● **WHAT YOU ARE ASKED TO DO**: Every line of the data below should be printed exactly. Nothing may be dropped.

[Start of section]

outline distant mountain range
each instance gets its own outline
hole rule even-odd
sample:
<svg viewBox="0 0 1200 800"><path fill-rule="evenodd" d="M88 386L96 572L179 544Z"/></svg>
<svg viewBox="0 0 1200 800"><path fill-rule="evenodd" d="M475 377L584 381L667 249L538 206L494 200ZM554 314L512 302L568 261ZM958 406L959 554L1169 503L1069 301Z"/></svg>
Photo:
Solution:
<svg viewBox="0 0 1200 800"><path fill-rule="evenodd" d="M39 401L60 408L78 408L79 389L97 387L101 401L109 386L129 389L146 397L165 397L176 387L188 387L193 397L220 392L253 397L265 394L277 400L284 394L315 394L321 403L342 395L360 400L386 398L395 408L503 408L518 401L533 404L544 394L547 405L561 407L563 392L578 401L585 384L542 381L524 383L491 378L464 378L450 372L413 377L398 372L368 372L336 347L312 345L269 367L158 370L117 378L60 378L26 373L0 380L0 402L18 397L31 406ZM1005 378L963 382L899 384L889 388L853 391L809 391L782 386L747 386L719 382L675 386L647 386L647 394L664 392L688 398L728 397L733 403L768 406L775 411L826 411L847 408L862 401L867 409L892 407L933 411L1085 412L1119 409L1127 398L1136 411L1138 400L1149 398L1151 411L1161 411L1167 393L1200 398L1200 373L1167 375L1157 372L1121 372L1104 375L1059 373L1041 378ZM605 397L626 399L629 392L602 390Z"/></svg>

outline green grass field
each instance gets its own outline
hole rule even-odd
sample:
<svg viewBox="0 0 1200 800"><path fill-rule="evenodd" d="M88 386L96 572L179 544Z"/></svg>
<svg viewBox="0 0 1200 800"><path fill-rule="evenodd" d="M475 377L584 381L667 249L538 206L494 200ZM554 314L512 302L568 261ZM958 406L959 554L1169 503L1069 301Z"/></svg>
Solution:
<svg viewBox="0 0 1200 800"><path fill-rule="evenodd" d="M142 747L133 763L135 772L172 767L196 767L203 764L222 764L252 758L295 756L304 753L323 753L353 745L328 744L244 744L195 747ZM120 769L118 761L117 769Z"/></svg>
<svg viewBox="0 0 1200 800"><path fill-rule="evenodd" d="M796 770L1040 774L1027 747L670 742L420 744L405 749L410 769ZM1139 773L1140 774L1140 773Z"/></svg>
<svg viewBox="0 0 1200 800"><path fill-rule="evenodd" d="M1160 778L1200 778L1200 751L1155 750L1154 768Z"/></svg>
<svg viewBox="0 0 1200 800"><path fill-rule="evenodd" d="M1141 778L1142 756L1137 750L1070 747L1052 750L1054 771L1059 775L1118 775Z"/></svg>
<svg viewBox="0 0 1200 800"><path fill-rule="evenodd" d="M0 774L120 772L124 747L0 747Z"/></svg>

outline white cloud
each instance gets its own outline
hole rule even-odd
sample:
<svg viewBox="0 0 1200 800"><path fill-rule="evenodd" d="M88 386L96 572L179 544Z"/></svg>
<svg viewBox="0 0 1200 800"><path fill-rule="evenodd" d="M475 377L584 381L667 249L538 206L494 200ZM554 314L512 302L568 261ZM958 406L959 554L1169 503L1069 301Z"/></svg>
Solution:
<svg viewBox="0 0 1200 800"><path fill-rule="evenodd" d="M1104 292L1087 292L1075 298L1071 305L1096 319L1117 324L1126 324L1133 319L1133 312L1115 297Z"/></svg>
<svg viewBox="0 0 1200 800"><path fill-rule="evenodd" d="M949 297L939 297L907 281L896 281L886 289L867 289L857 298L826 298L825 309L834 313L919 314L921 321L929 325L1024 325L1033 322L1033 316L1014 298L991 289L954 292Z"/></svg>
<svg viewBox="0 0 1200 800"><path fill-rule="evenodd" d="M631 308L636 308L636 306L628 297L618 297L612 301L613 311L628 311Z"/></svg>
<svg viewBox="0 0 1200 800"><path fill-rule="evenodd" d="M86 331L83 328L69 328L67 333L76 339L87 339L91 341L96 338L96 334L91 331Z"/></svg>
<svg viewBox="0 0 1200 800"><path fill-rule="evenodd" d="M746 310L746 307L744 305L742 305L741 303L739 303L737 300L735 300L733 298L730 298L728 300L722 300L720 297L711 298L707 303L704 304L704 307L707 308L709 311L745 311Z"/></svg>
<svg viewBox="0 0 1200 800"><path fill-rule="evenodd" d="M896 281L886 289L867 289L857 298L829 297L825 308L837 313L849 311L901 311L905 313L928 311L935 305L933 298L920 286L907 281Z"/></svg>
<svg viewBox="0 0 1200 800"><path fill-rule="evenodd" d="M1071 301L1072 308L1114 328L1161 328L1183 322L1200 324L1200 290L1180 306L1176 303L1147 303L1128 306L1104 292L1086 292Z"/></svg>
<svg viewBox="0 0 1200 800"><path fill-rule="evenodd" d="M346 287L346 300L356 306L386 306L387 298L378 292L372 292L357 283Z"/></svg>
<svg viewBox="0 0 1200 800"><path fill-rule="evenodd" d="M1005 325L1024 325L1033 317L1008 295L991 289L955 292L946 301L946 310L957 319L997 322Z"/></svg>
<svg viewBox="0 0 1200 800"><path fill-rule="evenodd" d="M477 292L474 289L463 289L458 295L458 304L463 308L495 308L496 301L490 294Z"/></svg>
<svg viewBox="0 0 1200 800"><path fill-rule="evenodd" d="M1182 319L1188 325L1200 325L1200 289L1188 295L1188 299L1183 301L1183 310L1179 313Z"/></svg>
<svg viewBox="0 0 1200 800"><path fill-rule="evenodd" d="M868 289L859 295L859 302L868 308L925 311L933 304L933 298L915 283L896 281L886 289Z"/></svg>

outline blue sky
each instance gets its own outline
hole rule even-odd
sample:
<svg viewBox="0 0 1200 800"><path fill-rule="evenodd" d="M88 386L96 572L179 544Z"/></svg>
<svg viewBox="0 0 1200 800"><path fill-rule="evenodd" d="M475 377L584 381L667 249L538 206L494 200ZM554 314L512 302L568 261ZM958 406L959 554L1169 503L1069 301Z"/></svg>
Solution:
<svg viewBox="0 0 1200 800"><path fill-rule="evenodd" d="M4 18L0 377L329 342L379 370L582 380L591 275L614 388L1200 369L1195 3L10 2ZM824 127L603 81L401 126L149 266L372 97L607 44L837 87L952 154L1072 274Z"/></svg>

[End of section]

● **TASK ANSWER**:
outline distant mountain range
each instance gets its own outline
hole rule even-odd
sample:
<svg viewBox="0 0 1200 800"><path fill-rule="evenodd" d="M88 386L96 572L179 544Z"/></svg>
<svg viewBox="0 0 1200 800"><path fill-rule="evenodd" d="M475 377L584 381L667 249L538 206L494 200ZM554 314L512 302L568 261ZM958 406L959 554L1169 503L1069 301Z"/></svg>
Photo:
Solution:
<svg viewBox="0 0 1200 800"><path fill-rule="evenodd" d="M39 401L60 408L78 408L79 389L97 387L101 401L109 386L129 389L146 397L165 397L176 387L188 387L193 397L220 392L253 397L265 394L277 400L284 394L315 394L321 403L342 395L360 400L386 398L395 408L503 408L518 401L533 404L544 394L547 405L561 407L563 392L578 401L585 384L542 381L524 383L491 378L464 378L450 372L413 377L398 372L368 372L336 347L312 345L269 367L158 370L117 378L60 378L26 373L0 380L0 402L18 397L31 406ZM1005 378L963 382L899 384L889 388L853 391L809 391L782 386L747 386L719 382L675 386L647 386L647 394L664 392L688 398L728 397L733 403L768 406L775 411L826 411L847 408L862 401L867 409L892 407L933 411L1085 412L1119 409L1127 398L1136 411L1138 400L1149 398L1151 411L1161 411L1167 393L1200 398L1200 373L1167 375L1157 372L1121 372L1104 375L1059 373L1041 378ZM605 397L626 399L629 392L602 390Z"/></svg>

outline green grass field
each instance gets its own outline
hole rule even-odd
sample:
<svg viewBox="0 0 1200 800"><path fill-rule="evenodd" d="M88 386L96 572L179 544Z"/></svg>
<svg viewBox="0 0 1200 800"><path fill-rule="evenodd" d="M475 377L584 381L667 249L538 206L494 200ZM554 314L512 302L568 261ZM958 406L959 554L1169 503L1069 301Z"/></svg>
Solution:
<svg viewBox="0 0 1200 800"><path fill-rule="evenodd" d="M142 747L133 763L135 772L172 767L196 767L203 764L222 764L252 758L295 756L304 753L323 753L353 745L328 744L244 744L195 747ZM120 769L118 761L117 769Z"/></svg>
<svg viewBox="0 0 1200 800"><path fill-rule="evenodd" d="M796 770L1040 774L1027 747L670 742L420 744L405 749L410 769ZM1139 773L1140 774L1140 773Z"/></svg>
<svg viewBox="0 0 1200 800"><path fill-rule="evenodd" d="M1160 778L1200 778L1200 751L1155 750L1154 768Z"/></svg>
<svg viewBox="0 0 1200 800"><path fill-rule="evenodd" d="M1141 778L1142 756L1137 750L1070 747L1052 750L1054 771L1059 775L1118 775Z"/></svg>
<svg viewBox="0 0 1200 800"><path fill-rule="evenodd" d="M0 774L120 772L124 747L0 747Z"/></svg>

outline white cloud
each instance gets its own outline
hole rule even-odd
sample:
<svg viewBox="0 0 1200 800"><path fill-rule="evenodd" d="M88 386L96 572L179 544Z"/></svg>
<svg viewBox="0 0 1200 800"><path fill-rule="evenodd" d="M475 377L584 381L667 249L538 206L494 200ZM554 314L512 302L568 261ZM958 406L959 554L1169 503L1069 301Z"/></svg>
Solution:
<svg viewBox="0 0 1200 800"><path fill-rule="evenodd" d="M1104 292L1087 292L1075 298L1071 305L1096 319L1117 324L1126 324L1133 319L1133 312L1115 297Z"/></svg>
<svg viewBox="0 0 1200 800"><path fill-rule="evenodd" d="M949 297L939 297L907 281L896 281L886 289L867 289L857 298L826 298L825 309L834 313L919 314L921 321L929 325L1024 325L1033 322L1033 316L1014 298L991 289L954 292Z"/></svg>
<svg viewBox="0 0 1200 800"><path fill-rule="evenodd" d="M631 308L636 308L636 306L628 297L618 297L612 301L613 311L628 311Z"/></svg>
<svg viewBox="0 0 1200 800"><path fill-rule="evenodd" d="M86 331L83 328L69 328L67 333L76 339L87 339L91 341L96 338L96 334L91 331Z"/></svg>
<svg viewBox="0 0 1200 800"><path fill-rule="evenodd" d="M746 310L746 307L744 305L742 305L741 303L739 303L737 300L735 300L733 298L730 298L728 300L722 300L720 297L711 298L707 303L704 304L704 307L707 308L709 311L745 311Z"/></svg>
<svg viewBox="0 0 1200 800"><path fill-rule="evenodd" d="M896 281L886 289L867 289L857 298L829 297L825 308L837 313L849 311L901 311L905 313L928 311L935 305L933 298L920 286L907 281Z"/></svg>
<svg viewBox="0 0 1200 800"><path fill-rule="evenodd" d="M1071 301L1072 308L1114 328L1161 328L1183 322L1200 324L1200 290L1180 306L1176 303L1147 303L1128 306L1104 292L1086 292Z"/></svg>
<svg viewBox="0 0 1200 800"><path fill-rule="evenodd" d="M346 287L346 300L356 306L386 306L387 298L378 292L372 292L357 283Z"/></svg>
<svg viewBox="0 0 1200 800"><path fill-rule="evenodd" d="M1005 325L1024 325L1033 317L1008 295L991 289L955 292L946 301L946 310L957 319L997 322Z"/></svg>
<svg viewBox="0 0 1200 800"><path fill-rule="evenodd" d="M477 292L474 289L463 289L458 295L458 304L463 308L495 308L496 301L490 294Z"/></svg>
<svg viewBox="0 0 1200 800"><path fill-rule="evenodd" d="M1182 319L1188 325L1200 325L1200 289L1188 295L1188 299L1183 301L1183 310L1179 313Z"/></svg>
<svg viewBox="0 0 1200 800"><path fill-rule="evenodd" d="M868 289L859 295L859 302L868 308L925 311L933 304L933 298L915 283L896 281L886 289Z"/></svg>

outline blue sky
each instance gets its own outline
hole rule even-odd
sample:
<svg viewBox="0 0 1200 800"><path fill-rule="evenodd" d="M88 386L96 572L179 544Z"/></svg>
<svg viewBox="0 0 1200 800"><path fill-rule="evenodd" d="M475 377L584 381L667 249L538 206L494 200ZM554 314L512 302L568 261ZM958 406L959 554L1169 503L1069 301Z"/></svg>
Solution:
<svg viewBox="0 0 1200 800"><path fill-rule="evenodd" d="M4 18L0 377L329 342L379 370L582 380L591 275L614 388L1200 369L1195 3L10 2ZM824 127L603 81L401 126L149 266L372 97L607 44L837 87L952 154L1072 274Z"/></svg>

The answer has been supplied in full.